━━ STORED DATA ━━

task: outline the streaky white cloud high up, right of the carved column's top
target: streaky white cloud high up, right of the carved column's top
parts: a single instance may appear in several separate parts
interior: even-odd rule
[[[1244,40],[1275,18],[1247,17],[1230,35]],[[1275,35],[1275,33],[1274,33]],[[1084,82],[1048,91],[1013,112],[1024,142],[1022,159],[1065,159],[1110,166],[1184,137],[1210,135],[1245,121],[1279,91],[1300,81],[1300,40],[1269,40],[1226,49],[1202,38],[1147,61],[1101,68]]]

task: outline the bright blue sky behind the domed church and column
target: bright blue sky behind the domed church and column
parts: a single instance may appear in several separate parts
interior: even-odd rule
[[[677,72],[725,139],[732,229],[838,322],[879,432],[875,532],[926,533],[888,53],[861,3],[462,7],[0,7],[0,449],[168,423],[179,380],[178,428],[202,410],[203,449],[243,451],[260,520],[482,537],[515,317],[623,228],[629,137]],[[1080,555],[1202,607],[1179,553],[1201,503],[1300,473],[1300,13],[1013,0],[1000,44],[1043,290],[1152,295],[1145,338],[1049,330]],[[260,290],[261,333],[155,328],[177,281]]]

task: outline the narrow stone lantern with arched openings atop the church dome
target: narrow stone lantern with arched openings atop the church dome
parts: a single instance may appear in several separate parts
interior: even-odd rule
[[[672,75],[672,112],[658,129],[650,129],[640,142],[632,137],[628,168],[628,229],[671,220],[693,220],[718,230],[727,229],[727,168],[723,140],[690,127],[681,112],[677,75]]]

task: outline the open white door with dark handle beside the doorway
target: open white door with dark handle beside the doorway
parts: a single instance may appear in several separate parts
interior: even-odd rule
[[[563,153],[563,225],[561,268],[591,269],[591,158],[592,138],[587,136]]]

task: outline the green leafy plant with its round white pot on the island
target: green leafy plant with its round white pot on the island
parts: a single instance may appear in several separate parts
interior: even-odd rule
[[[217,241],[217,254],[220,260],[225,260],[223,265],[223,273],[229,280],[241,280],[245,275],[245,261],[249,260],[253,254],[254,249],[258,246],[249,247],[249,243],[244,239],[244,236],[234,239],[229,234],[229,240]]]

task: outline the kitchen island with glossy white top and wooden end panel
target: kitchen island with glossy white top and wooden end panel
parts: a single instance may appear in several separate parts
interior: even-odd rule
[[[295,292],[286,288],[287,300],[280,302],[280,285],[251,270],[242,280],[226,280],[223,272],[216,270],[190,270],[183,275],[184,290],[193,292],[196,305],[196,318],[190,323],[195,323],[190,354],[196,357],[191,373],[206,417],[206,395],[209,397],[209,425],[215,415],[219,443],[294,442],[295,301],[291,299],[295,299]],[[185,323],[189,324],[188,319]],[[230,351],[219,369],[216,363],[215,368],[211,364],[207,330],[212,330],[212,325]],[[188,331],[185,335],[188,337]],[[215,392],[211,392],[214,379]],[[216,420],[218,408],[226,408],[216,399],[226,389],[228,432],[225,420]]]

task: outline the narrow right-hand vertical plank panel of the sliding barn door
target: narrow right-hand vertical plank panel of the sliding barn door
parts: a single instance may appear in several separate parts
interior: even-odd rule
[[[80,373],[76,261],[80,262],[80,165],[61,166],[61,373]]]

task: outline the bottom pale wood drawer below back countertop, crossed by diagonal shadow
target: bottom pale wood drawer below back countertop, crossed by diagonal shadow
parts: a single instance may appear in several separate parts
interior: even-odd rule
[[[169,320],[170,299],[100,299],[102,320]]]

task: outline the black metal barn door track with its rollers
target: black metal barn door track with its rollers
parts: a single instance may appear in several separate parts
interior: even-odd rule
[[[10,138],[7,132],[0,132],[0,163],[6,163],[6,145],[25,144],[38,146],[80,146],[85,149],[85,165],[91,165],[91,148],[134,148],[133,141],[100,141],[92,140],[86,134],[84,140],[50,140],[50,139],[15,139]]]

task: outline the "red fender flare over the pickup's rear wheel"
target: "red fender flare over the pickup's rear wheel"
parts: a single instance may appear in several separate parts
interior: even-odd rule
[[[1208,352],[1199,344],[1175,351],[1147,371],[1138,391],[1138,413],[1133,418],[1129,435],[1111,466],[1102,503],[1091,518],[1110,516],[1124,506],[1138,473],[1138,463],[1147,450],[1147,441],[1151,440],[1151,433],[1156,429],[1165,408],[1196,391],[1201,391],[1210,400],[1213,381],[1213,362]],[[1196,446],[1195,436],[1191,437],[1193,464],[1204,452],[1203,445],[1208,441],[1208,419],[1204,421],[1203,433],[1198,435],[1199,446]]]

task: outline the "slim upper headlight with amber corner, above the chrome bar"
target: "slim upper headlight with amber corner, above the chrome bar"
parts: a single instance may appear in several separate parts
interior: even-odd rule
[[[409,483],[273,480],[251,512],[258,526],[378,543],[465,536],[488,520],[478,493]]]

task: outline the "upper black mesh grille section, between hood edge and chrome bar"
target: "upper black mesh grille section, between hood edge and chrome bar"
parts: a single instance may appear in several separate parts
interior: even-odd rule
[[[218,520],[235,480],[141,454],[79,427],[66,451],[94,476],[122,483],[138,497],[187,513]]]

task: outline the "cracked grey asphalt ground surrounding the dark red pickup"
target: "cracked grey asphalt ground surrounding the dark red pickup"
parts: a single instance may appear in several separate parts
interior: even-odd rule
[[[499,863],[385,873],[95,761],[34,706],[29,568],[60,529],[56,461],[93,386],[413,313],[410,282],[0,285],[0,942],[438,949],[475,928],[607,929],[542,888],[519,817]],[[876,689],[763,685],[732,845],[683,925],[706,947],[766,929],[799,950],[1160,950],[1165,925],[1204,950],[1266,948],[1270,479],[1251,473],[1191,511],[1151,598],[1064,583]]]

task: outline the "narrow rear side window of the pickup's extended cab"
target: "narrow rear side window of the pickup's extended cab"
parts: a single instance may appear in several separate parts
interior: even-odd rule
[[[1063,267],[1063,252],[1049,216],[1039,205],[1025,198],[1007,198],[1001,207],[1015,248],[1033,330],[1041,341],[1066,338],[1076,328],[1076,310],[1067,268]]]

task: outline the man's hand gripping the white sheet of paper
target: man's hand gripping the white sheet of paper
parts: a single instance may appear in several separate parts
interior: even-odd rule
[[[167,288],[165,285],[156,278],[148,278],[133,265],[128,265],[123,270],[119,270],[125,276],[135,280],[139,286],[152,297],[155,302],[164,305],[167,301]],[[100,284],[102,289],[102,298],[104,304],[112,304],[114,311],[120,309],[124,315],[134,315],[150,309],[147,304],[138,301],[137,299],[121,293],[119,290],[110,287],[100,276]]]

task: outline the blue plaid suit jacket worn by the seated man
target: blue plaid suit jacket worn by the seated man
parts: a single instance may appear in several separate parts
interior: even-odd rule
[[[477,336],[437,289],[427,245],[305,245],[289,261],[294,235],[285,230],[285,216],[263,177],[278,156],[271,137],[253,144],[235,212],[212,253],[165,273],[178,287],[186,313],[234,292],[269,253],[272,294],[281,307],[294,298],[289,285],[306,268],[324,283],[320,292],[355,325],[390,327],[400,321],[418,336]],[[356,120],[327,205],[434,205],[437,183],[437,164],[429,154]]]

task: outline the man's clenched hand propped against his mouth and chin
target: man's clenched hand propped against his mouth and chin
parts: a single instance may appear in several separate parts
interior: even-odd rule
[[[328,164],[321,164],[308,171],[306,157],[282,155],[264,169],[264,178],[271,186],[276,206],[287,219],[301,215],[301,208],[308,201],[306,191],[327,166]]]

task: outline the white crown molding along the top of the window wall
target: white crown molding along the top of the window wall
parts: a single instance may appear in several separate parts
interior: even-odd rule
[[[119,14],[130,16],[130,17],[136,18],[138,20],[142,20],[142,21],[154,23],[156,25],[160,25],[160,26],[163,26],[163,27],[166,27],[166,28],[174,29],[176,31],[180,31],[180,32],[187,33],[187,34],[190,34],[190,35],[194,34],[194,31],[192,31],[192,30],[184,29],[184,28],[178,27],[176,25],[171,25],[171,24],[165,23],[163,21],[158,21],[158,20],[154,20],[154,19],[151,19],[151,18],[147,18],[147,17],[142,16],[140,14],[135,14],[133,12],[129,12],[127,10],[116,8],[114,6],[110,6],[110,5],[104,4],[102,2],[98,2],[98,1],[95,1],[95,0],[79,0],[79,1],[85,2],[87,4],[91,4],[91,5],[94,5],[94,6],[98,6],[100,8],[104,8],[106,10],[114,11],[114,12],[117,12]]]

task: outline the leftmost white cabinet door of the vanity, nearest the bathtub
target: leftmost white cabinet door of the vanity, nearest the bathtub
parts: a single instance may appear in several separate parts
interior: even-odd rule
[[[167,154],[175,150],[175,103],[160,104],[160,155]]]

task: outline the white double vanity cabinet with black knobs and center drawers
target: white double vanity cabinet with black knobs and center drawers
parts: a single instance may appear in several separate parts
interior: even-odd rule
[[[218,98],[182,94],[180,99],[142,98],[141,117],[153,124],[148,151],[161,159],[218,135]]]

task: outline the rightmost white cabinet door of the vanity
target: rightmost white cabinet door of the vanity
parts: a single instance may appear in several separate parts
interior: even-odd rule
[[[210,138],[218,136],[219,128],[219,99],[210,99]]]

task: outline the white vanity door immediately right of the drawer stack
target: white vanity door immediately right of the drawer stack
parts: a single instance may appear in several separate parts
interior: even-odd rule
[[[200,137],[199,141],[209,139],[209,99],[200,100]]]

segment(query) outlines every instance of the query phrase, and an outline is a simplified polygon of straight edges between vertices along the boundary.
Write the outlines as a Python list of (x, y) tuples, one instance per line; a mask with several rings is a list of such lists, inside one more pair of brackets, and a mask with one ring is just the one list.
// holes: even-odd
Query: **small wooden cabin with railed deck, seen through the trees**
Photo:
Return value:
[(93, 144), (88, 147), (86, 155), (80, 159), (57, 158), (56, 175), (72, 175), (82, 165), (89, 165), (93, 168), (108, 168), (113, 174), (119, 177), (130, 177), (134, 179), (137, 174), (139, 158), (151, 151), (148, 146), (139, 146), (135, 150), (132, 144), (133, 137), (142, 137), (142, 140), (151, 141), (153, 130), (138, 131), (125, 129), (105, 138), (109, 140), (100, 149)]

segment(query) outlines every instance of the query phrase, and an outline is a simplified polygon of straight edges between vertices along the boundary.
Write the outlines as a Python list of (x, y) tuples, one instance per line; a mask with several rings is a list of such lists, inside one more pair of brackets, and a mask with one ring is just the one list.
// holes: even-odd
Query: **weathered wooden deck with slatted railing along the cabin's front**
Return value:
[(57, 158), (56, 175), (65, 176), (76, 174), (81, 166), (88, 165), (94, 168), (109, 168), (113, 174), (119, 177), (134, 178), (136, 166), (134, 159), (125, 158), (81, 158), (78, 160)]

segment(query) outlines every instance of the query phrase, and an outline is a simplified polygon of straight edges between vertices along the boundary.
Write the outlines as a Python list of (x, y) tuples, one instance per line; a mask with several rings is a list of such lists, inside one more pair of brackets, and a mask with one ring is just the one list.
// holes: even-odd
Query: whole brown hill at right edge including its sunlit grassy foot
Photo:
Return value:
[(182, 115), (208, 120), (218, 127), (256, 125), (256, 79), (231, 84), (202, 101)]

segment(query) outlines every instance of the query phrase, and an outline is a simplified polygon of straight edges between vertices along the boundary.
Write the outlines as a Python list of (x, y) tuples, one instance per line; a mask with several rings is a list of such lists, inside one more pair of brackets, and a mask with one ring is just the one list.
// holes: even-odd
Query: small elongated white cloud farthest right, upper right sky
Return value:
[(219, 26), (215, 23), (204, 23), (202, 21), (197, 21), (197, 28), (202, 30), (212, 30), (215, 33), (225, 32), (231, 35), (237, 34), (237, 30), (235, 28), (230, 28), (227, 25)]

━━━

Report every line above that has the string "rollers" in it.

=== EXERCISE SOLUTION ===
task: outline the black metal barn door track with its rollers
target: black metal barn door track with its rollers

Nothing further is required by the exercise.